In the commentary on Justice Rouleau's report, what is the exact wording of the part that opens with the words containing "Justice Rouleau complains" and closes with "justified or not."? Write it out.

(Text block Opens)

Claiming the situation in Ottawa to have been unsafe and chaotic, Justice Rouleau cites the potentially dangerous blockage of emergency lanes on Kent Street. Yet he does not fault government for failing to use available law enforcement tools to clear that street. In other words: government incompetence somehow justifies using the Emergencies Act to bring a violent end to a peaceful protest.
Justice Rouleau complains about an unknown number of “controversial” and “extreme” individuals who espoused “reprehensible” views, as though this is legally relevant. In a country like Canada, which is supposed to be based on the rule of law, the only thing that matters about protesters is their behaviour, not whether their opinions are popular or unpopular.
Justice Rouleau also explains that he was deeply troubled by the non-violent protests that “targeted” Prime Minister Trudeau’s campaign bus during the 2021 election. Some of them were (gasp!) “anti-vaccine” protesters who held flags and banners, used bullhorns, yelled, and in some cases even heckled Mr. Trudeau. Like the presence or absence of people with “extreme” views, this is legally irrelevant to whether a violent crackdown on the peaceful Freedom Convoy protesters in 2022 was justified or not.
Fortunately, Justice Rouleau has stated that “nothing in the report is in any way binding on the courts that may hear legal challenges to the use of the Act.” This provides helpful clarity for the Federal Court, which is hearing an action seeking a declaration that the Prime Minister acted illegally when he declared that a peaceful protest in one city constituted a “national emergency.”

(Text block Closes)
(Provided data Opens)

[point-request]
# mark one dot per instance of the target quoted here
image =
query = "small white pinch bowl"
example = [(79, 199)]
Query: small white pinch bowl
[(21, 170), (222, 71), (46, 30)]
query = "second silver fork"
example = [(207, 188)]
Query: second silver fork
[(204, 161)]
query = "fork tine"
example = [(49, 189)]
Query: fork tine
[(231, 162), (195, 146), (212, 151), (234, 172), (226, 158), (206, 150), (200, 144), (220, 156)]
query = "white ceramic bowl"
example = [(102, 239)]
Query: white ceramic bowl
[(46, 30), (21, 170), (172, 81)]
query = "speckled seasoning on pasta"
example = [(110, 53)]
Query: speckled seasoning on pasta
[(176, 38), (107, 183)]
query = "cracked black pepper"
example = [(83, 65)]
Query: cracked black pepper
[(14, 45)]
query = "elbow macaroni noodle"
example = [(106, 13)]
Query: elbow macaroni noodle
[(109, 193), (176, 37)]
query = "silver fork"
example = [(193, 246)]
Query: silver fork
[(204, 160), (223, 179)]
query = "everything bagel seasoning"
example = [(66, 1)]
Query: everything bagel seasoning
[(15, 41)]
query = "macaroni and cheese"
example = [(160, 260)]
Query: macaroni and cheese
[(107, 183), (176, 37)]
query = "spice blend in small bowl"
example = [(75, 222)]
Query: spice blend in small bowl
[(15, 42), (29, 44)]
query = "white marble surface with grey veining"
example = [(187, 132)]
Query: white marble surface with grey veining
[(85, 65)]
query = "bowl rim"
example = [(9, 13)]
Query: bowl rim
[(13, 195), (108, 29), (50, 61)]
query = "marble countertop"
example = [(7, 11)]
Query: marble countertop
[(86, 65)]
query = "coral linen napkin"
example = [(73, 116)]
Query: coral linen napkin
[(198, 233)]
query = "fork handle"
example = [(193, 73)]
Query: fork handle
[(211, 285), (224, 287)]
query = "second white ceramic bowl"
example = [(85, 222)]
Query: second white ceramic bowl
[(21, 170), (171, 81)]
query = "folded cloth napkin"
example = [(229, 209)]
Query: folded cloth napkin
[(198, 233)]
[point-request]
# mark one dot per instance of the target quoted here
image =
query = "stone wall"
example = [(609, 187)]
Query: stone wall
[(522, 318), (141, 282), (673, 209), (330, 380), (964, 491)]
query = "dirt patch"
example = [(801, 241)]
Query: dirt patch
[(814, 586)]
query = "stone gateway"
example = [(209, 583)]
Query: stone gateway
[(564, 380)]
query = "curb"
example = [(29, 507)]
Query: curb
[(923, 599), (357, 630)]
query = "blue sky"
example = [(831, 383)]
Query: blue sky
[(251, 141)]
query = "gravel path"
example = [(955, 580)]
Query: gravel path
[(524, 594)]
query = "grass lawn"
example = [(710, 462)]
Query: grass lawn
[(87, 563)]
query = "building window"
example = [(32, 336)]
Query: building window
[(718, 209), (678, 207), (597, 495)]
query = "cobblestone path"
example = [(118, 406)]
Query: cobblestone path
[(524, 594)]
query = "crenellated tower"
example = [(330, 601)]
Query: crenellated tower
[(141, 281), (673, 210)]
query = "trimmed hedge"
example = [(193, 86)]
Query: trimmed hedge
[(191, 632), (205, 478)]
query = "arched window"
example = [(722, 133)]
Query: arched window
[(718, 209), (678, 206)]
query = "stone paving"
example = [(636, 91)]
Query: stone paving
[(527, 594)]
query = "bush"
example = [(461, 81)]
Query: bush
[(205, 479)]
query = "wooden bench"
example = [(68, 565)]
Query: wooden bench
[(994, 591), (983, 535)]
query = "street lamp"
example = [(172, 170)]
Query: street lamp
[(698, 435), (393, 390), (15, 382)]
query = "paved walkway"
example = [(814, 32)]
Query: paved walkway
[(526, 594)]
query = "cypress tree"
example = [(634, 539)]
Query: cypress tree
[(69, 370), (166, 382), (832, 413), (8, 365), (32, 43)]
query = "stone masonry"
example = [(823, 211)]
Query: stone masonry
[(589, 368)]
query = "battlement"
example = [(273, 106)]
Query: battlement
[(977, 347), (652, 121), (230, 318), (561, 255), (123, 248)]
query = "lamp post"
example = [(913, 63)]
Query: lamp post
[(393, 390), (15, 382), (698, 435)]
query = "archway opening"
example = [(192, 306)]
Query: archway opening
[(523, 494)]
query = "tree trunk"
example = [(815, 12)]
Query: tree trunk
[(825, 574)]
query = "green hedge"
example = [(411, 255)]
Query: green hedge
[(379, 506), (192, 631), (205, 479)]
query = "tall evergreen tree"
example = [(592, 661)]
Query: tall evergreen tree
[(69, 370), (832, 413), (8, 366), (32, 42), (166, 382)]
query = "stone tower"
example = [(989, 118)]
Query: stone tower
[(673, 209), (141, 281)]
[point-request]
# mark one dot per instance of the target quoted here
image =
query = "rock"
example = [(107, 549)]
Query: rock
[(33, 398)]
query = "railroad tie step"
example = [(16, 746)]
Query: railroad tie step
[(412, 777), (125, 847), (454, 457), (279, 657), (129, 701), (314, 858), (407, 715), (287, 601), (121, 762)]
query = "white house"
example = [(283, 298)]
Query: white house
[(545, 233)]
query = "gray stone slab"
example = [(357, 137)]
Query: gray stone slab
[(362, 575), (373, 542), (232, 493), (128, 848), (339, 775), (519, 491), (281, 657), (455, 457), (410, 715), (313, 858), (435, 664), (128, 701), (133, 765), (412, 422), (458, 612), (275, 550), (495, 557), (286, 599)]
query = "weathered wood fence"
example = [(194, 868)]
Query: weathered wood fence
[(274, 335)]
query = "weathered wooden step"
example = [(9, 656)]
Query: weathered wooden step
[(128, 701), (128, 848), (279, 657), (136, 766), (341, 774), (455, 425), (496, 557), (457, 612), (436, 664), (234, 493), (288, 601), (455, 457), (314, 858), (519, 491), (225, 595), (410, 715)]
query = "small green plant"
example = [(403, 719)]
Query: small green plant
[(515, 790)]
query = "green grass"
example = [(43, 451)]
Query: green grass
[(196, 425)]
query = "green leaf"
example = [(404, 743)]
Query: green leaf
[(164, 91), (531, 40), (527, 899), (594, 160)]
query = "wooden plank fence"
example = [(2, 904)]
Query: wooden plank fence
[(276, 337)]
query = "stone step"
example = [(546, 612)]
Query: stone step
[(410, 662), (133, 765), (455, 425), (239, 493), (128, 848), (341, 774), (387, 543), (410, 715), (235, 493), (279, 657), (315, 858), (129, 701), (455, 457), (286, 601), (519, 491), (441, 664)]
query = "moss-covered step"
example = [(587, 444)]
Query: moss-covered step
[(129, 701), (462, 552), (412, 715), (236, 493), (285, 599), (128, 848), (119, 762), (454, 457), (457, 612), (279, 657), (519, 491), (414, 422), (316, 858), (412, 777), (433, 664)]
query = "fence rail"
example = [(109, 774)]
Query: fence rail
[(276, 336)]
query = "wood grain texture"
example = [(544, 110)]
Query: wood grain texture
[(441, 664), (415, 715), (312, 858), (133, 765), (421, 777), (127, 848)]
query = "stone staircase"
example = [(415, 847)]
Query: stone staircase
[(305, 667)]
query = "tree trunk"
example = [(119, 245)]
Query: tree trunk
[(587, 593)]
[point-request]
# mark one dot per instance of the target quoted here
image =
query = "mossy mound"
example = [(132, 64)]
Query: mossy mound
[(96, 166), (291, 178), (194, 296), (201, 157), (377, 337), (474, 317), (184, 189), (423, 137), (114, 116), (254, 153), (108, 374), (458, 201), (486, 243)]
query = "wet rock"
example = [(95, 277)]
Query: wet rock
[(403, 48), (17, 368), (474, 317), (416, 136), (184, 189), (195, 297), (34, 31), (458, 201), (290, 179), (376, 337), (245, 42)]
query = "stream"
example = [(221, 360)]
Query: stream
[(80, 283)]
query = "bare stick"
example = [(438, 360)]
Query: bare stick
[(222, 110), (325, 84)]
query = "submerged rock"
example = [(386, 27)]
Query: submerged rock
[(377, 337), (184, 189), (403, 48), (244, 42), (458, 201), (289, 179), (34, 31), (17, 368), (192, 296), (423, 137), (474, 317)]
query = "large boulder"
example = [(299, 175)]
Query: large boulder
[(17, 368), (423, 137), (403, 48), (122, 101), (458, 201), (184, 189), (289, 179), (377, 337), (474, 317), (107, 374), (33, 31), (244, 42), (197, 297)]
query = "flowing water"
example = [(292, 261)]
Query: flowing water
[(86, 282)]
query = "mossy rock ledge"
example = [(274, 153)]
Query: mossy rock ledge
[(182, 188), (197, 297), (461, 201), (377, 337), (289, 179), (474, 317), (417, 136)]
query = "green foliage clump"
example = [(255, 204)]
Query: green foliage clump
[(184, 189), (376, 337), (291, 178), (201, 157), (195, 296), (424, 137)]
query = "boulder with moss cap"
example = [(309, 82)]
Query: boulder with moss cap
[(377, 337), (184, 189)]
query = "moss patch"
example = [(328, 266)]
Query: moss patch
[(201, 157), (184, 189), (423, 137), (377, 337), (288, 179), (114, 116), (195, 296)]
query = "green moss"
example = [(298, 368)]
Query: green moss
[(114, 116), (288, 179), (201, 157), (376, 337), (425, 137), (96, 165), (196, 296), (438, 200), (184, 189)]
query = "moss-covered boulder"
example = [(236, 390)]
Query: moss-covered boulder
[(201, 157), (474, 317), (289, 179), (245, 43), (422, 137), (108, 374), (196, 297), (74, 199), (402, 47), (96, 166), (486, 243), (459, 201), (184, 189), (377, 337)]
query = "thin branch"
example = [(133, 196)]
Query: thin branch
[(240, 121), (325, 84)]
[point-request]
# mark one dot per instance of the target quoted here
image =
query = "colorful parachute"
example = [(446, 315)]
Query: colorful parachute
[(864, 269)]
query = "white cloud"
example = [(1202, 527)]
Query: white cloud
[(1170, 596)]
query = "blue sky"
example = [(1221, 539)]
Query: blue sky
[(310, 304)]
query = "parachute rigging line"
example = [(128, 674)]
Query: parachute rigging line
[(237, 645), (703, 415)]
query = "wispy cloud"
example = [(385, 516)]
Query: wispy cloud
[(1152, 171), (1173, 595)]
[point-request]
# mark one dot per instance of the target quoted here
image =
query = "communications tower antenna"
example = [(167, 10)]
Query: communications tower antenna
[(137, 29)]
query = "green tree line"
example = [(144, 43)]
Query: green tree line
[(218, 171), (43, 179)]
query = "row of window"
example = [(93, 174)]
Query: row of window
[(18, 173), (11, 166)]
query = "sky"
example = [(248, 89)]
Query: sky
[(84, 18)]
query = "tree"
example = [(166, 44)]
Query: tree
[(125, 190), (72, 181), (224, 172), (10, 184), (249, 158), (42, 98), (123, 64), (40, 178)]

(Provided data Closes)

• **Output**
Justice Rouleau complains about an unknown number of “controversial” and “extreme” individuals who espoused “reprehensible” views, as though this is legally relevant. In a country like Canada, which is supposed to be based on the rule of law, the only thing that matters about protesters is their behaviour, not whether their opinions are popular or unpopular.
Justice Rouleau also explains that he was deeply troubled by the non-violent protests that “targeted” Prime Minister Trudeau’s campaign bus during the 2021 election. Some of them were (gasp!) “anti-vaccine” protesters who held flags and banners, used bullhorns, yelled, and in some cases even heckled Mr. Trudeau. Like the presence or absence of people with “extreme” views, this is legally irrelevant to whether a violent crackdown on the peaceful Freedom Convoy protesters in 2022 was justified or not.